**TASK BRIEF:**
Locate each line in the items below that contains the word "white", and copy those lines out.

# Start of DATASET RECORDS

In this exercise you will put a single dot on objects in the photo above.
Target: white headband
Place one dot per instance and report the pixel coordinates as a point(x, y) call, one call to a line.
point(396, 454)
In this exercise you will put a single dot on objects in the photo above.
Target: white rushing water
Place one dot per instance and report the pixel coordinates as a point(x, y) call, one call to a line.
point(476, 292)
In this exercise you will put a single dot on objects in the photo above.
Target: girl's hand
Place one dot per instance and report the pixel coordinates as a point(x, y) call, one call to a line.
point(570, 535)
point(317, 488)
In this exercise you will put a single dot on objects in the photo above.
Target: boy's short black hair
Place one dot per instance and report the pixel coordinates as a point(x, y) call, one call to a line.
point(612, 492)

# End of DATASET RECORDS
# Start of DATASET RECORDS

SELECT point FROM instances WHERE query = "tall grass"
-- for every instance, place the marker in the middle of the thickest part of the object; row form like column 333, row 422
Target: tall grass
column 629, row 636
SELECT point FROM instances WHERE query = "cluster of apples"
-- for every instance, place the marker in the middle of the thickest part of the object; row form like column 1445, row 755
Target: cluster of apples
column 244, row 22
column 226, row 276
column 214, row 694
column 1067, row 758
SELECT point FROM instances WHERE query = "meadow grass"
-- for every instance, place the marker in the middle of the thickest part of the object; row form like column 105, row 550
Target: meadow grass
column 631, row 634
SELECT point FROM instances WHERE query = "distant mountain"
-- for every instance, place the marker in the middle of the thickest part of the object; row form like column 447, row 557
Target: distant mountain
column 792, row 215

# End of DATASET RECORDS
# Start of DATASET RECORDS

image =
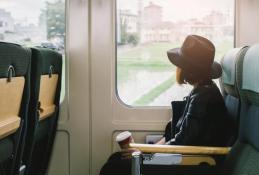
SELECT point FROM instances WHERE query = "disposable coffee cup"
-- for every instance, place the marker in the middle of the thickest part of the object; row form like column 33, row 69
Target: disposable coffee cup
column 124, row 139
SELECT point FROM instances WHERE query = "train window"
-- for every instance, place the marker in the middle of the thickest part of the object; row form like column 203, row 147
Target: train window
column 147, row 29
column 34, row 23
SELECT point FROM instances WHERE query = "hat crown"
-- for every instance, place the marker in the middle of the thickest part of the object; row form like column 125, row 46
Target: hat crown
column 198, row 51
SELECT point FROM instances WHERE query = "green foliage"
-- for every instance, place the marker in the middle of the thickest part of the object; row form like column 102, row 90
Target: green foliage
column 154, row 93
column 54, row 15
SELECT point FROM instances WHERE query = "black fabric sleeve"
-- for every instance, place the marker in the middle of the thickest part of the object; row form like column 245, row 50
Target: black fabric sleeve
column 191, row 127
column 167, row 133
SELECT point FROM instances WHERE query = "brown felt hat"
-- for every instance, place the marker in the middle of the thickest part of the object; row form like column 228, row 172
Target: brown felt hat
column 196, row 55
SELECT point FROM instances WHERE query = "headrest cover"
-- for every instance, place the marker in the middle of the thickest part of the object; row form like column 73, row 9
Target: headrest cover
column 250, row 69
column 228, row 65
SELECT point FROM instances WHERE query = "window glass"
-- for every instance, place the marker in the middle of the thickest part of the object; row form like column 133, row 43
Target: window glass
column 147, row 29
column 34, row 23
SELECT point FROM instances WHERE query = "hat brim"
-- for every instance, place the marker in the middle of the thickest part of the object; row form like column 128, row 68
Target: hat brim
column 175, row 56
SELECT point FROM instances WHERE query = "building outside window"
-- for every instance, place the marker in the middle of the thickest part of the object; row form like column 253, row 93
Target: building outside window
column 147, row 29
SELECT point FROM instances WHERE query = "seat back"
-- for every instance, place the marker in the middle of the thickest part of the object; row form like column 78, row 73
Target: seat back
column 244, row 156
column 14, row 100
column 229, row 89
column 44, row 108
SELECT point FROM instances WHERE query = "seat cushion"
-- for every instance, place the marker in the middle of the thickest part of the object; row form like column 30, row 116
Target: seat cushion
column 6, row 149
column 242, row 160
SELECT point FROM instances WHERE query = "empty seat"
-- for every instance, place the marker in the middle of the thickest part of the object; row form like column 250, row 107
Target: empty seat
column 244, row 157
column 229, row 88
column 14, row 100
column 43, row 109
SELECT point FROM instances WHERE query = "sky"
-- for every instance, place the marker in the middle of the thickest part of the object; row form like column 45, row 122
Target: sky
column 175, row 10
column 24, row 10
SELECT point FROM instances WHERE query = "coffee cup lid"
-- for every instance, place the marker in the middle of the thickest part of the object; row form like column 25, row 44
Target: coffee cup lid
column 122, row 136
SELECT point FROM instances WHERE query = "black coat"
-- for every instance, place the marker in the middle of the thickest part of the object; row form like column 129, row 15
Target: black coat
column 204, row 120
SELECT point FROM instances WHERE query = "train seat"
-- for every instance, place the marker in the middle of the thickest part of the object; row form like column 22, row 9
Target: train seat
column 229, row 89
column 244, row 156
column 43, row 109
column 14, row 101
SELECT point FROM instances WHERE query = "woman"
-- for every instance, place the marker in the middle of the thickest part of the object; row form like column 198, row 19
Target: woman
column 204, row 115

# End of DATASET RECORDS

**ANSWER TO THIS TASK:**
Target: white headband
Target: white rushing water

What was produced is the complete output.